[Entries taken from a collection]
★ ★ ★
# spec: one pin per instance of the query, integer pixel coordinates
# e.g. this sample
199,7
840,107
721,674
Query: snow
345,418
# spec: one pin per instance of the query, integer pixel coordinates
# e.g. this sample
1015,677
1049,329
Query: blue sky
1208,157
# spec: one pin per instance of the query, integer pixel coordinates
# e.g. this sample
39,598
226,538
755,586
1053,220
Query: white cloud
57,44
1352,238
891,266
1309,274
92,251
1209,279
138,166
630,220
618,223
★ ★ ★
§ **WHAT IS REQUIRED**: Reproduce the complete data exactly as presented above.

§ **RESULT OF THIS EXERCISE**:
# spec: one pin per instance of the query, integer pixel coordinates
# e.g. this sample
199,7
840,107
721,674
Query: snow
345,418
# spec: one pin per instance of the query, integer pixel coordinates
# e.g. this sample
1015,677
1049,329
Query: blue sky
1208,157
# spec: one pin per instance of the query, integer pixel coordinates
# e.g. this sample
39,598
226,538
755,586
1053,220
Query: white cloud
57,44
1352,238
891,266
1309,274
92,251
1209,279
138,166
630,220
618,223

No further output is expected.